# Prompt:
Lines from the one containing "Question. For every instance of the purple" through the end of the data are to be returned exactly, and no others.
= = = = = = =
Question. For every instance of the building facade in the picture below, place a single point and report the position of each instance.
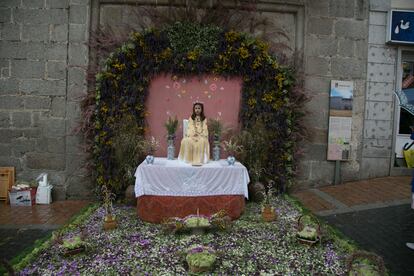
(44, 58)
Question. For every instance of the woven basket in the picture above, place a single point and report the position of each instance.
(268, 214)
(198, 269)
(110, 223)
(305, 241)
(70, 252)
(374, 259)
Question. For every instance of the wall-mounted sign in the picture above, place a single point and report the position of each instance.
(340, 120)
(401, 26)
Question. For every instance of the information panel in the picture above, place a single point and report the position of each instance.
(340, 120)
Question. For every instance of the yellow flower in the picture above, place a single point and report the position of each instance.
(257, 62)
(280, 78)
(119, 67)
(104, 109)
(244, 53)
(268, 97)
(252, 102)
(166, 54)
(232, 36)
(193, 55)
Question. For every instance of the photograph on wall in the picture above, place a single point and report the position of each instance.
(340, 103)
(340, 120)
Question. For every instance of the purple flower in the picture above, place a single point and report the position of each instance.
(144, 243)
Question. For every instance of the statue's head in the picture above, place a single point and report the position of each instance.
(198, 110)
= = = = = = =
# Written solution:
Question. For every instance of the purple flower in the picture above, place a single point and report the position of each instance.
(144, 243)
Question. For every instance of the statue's head in the picture above, place a single point and report the position of each instance.
(198, 110)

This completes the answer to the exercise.